• _What is expected_
Render the lines from the one containing "TARGET = woman's arm" through the end of the records as a Markdown table with the columns Row and Text, numbering each row and omitting blank lines. Leave the pictures out of the table.

[Location identification records]
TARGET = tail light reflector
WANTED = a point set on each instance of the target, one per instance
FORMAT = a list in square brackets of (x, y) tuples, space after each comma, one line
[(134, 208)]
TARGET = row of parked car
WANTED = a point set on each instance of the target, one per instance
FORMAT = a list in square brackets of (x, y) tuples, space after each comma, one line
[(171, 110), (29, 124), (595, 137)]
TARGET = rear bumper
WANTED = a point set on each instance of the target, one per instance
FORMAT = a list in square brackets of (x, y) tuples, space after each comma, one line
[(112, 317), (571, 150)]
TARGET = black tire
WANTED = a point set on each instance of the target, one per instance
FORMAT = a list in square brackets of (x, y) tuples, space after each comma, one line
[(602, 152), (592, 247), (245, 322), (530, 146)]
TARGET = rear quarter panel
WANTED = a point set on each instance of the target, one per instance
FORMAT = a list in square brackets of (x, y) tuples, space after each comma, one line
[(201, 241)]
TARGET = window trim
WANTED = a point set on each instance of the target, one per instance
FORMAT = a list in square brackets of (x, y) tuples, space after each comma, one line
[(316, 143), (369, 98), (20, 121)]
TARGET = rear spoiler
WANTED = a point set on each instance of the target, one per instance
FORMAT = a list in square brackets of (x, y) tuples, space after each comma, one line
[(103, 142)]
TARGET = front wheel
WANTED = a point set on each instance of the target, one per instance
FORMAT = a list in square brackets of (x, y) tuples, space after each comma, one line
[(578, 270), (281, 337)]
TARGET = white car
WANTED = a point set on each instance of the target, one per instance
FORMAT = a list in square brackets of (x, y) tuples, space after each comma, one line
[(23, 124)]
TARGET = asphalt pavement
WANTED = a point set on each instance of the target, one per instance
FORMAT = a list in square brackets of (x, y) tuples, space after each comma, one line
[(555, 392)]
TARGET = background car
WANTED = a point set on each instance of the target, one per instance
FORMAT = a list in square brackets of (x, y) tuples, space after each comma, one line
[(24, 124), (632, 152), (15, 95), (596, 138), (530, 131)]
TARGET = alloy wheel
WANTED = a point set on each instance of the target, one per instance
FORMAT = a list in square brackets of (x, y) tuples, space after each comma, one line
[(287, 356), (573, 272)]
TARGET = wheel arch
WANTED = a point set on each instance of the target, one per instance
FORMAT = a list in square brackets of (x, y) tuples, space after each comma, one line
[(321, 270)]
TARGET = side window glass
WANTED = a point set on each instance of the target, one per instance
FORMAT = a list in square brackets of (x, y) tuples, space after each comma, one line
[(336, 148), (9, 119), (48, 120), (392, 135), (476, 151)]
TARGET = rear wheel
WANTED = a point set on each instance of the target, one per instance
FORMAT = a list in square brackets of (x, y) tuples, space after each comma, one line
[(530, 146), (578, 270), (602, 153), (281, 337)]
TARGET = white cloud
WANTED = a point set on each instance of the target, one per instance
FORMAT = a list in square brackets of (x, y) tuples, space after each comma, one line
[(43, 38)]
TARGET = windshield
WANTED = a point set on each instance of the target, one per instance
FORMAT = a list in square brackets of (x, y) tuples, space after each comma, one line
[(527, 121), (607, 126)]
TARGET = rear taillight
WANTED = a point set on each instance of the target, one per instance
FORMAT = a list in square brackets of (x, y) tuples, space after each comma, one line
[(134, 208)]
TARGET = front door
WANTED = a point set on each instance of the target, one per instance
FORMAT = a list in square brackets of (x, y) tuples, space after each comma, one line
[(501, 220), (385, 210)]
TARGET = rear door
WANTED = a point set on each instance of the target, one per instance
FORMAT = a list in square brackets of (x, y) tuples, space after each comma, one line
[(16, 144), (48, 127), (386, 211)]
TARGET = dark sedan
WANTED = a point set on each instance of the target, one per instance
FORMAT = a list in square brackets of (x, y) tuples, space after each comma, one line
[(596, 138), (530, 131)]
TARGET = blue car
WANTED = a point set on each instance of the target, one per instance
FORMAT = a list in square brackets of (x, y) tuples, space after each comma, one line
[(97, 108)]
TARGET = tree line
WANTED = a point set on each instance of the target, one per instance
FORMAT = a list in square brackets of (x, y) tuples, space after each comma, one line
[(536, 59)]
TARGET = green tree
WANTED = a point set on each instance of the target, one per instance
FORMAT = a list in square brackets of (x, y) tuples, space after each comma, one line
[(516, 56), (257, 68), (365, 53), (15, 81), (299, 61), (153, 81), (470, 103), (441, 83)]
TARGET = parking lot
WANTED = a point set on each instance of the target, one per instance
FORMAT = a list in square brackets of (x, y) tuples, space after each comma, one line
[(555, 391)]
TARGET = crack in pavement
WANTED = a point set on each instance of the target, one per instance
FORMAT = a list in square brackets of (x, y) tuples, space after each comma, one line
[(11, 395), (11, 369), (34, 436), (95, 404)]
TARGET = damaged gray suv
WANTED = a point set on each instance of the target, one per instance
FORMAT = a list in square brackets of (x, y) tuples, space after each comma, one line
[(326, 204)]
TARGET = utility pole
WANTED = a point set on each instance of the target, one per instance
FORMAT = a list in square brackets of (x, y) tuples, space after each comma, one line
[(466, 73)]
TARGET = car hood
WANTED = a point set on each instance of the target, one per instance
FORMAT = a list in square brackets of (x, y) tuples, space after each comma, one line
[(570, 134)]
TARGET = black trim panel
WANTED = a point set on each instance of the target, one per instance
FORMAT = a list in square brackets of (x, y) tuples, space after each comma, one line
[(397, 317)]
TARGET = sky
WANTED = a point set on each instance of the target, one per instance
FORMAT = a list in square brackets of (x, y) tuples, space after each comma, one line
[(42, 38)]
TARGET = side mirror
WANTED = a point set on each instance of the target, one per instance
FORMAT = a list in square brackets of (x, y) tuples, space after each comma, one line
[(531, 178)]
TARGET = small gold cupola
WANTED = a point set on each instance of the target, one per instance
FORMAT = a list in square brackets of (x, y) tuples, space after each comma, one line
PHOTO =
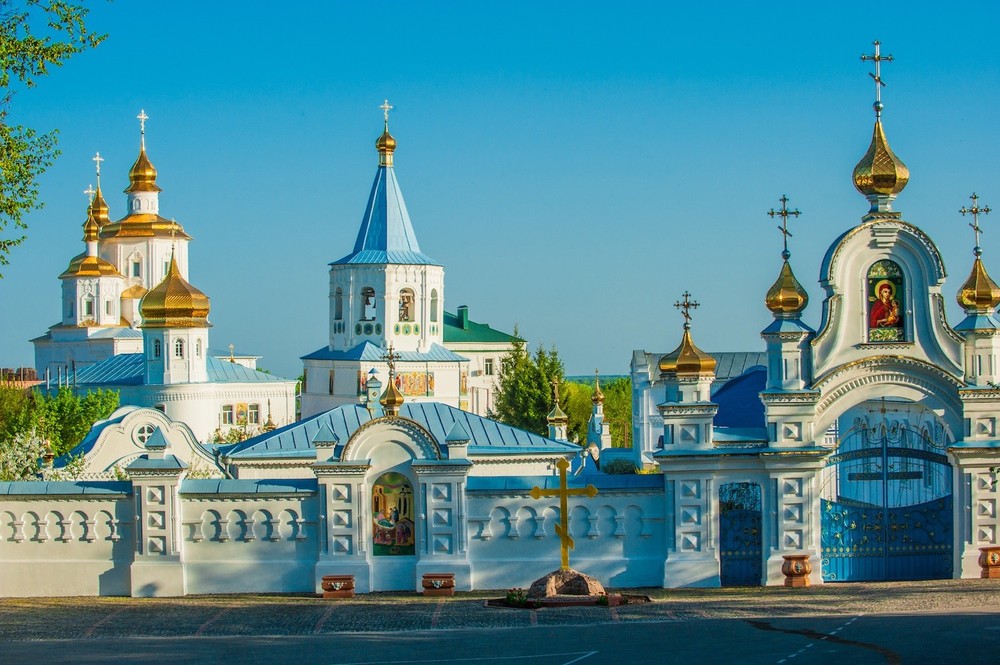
[(880, 175), (174, 303), (687, 359), (385, 144), (979, 294), (598, 396), (786, 296), (142, 175)]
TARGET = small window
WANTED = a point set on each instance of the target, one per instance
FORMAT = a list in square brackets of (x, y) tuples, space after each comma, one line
[(406, 305), (368, 305), (143, 433)]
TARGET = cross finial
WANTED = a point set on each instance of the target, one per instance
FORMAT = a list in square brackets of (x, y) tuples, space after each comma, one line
[(385, 111), (686, 306), (784, 213), (390, 358), (142, 126), (97, 160), (975, 211), (878, 59)]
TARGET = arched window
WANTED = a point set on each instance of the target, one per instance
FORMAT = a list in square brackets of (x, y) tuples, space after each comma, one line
[(886, 302), (406, 305), (368, 305), (392, 515)]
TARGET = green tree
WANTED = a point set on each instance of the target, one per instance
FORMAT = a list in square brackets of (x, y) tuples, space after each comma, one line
[(34, 36), (524, 390), (618, 410)]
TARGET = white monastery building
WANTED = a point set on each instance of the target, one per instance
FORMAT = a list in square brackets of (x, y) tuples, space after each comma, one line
[(864, 449)]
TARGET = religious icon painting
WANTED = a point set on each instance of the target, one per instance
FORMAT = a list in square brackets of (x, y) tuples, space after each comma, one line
[(885, 302), (392, 516)]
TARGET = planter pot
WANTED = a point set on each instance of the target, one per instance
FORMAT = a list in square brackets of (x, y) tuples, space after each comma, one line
[(989, 561), (438, 584), (338, 586), (796, 569)]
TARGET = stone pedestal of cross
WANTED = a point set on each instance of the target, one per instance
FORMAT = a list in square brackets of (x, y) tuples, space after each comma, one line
[(562, 527)]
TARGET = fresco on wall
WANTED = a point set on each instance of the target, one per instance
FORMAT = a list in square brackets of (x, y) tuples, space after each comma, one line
[(392, 515), (885, 302)]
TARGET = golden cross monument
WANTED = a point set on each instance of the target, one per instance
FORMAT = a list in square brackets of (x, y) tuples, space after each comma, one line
[(562, 526), (784, 213), (878, 59), (975, 211)]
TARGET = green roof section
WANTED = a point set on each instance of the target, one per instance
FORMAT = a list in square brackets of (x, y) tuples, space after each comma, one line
[(459, 328)]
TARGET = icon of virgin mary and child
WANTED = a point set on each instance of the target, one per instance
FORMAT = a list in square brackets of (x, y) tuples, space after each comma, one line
[(884, 311)]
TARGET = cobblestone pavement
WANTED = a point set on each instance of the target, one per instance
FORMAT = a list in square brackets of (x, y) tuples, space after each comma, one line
[(280, 615)]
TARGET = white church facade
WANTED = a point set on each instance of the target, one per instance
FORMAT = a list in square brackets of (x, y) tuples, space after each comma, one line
[(132, 323)]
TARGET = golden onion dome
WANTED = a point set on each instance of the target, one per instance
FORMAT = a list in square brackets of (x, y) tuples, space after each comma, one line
[(391, 399), (174, 303), (687, 359), (979, 292), (598, 396), (142, 175), (385, 145), (880, 172), (786, 295), (100, 209)]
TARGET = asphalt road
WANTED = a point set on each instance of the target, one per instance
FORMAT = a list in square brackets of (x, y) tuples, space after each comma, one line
[(967, 637)]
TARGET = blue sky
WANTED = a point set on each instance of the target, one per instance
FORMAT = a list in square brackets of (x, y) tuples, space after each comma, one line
[(575, 170)]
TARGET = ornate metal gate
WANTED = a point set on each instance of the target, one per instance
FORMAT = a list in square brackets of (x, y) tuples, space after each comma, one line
[(887, 505), (740, 544)]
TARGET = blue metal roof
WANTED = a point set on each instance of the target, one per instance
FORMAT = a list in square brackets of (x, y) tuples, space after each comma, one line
[(123, 332), (127, 369), (602, 481), (386, 234), (64, 487), (486, 437), (369, 352), (264, 486)]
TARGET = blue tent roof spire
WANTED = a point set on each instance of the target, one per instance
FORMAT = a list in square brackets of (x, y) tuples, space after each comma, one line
[(386, 234)]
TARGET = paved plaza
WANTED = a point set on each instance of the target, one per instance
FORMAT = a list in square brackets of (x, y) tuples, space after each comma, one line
[(878, 622)]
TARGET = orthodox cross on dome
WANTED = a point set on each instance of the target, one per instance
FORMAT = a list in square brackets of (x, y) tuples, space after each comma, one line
[(975, 211), (564, 492), (385, 111), (686, 306), (784, 213), (878, 59), (142, 117)]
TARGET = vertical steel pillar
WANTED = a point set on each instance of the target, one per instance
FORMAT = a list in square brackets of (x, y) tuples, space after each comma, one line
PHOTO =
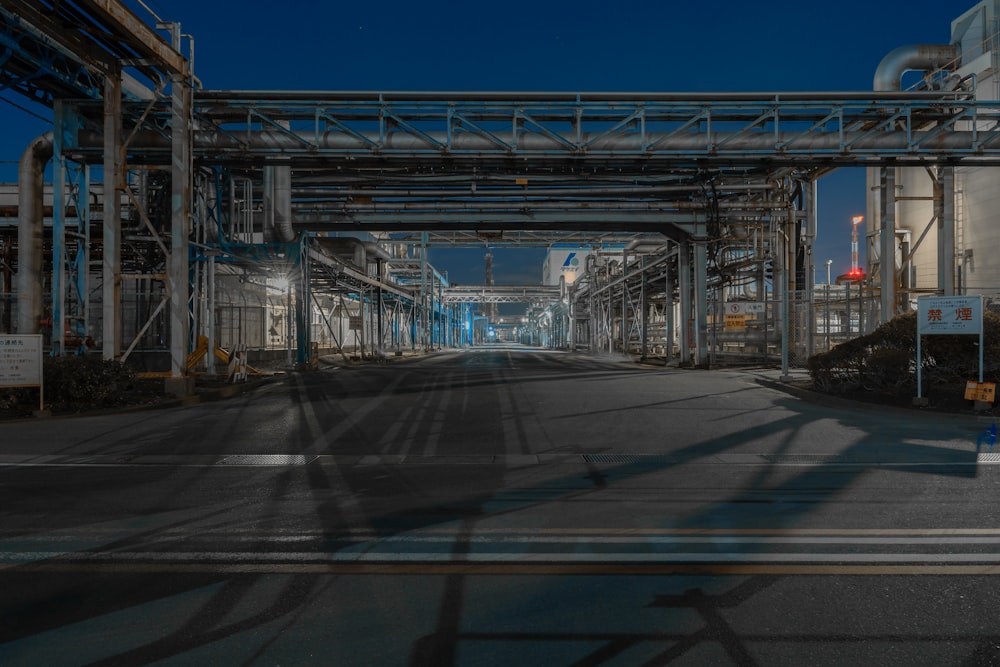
[(684, 285), (180, 222), (625, 303), (58, 235), (810, 269), (210, 315), (423, 290), (787, 272), (887, 243), (701, 301), (668, 303), (644, 311), (946, 231), (111, 270)]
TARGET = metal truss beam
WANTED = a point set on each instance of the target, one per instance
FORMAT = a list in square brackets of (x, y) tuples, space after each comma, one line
[(728, 131), (500, 294)]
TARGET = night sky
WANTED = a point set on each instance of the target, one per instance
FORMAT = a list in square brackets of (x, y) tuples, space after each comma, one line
[(547, 45)]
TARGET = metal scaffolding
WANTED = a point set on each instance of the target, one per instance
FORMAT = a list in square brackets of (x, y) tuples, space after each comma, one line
[(700, 208)]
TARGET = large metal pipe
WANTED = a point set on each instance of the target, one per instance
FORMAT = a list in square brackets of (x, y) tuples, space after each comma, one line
[(30, 218), (276, 143), (888, 77), (889, 73)]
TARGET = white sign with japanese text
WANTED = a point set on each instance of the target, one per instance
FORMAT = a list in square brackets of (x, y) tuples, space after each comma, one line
[(21, 361), (949, 315), (744, 308)]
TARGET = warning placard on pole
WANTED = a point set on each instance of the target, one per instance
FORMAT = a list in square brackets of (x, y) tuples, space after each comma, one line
[(21, 361)]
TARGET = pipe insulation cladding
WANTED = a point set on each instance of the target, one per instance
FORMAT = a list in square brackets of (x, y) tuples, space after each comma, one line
[(913, 57)]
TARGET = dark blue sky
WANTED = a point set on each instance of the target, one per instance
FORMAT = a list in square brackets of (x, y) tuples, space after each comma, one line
[(551, 45)]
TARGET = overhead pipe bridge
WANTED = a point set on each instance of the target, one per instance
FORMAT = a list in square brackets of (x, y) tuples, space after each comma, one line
[(726, 180)]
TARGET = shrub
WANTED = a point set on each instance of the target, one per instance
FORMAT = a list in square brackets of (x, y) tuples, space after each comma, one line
[(86, 382), (884, 361)]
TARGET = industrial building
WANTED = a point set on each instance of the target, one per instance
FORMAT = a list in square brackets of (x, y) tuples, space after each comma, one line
[(181, 222)]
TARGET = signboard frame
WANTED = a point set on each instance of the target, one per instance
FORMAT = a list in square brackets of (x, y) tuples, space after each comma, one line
[(939, 315)]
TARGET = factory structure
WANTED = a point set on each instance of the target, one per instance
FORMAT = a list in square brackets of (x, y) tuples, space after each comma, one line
[(171, 226), (934, 230)]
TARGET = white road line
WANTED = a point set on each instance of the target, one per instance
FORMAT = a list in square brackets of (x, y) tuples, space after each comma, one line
[(12, 559)]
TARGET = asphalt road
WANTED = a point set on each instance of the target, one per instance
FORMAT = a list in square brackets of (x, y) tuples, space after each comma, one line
[(500, 507)]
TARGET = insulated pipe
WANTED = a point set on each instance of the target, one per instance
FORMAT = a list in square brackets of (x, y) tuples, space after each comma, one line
[(30, 215), (888, 75), (283, 204)]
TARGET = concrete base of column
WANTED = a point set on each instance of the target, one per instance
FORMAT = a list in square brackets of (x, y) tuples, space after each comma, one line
[(179, 387)]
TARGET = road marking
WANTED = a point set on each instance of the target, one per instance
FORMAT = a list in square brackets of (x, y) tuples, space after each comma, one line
[(511, 444), (514, 569)]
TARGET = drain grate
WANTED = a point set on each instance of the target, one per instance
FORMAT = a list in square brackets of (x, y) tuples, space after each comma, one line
[(808, 458), (266, 460), (628, 458)]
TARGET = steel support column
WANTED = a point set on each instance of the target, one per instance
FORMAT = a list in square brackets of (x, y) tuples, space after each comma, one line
[(113, 174), (181, 178), (668, 303), (701, 301), (684, 287), (887, 242), (946, 231)]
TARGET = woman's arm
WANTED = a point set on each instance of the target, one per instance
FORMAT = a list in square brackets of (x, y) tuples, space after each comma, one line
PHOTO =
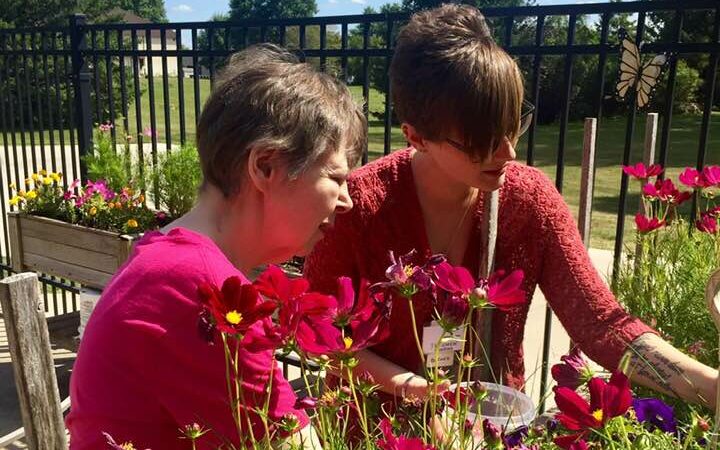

• _Exercise solution_
| Row | Text |
|---|---|
| 1 | TARGET = woman's arm |
| 2 | WANTED = a point set on each instance of the target, one per instance |
| 3 | FORMAT = a list in square brackets of (x, y) tuples, space after each comma, one line |
| 4 | PHOTO = |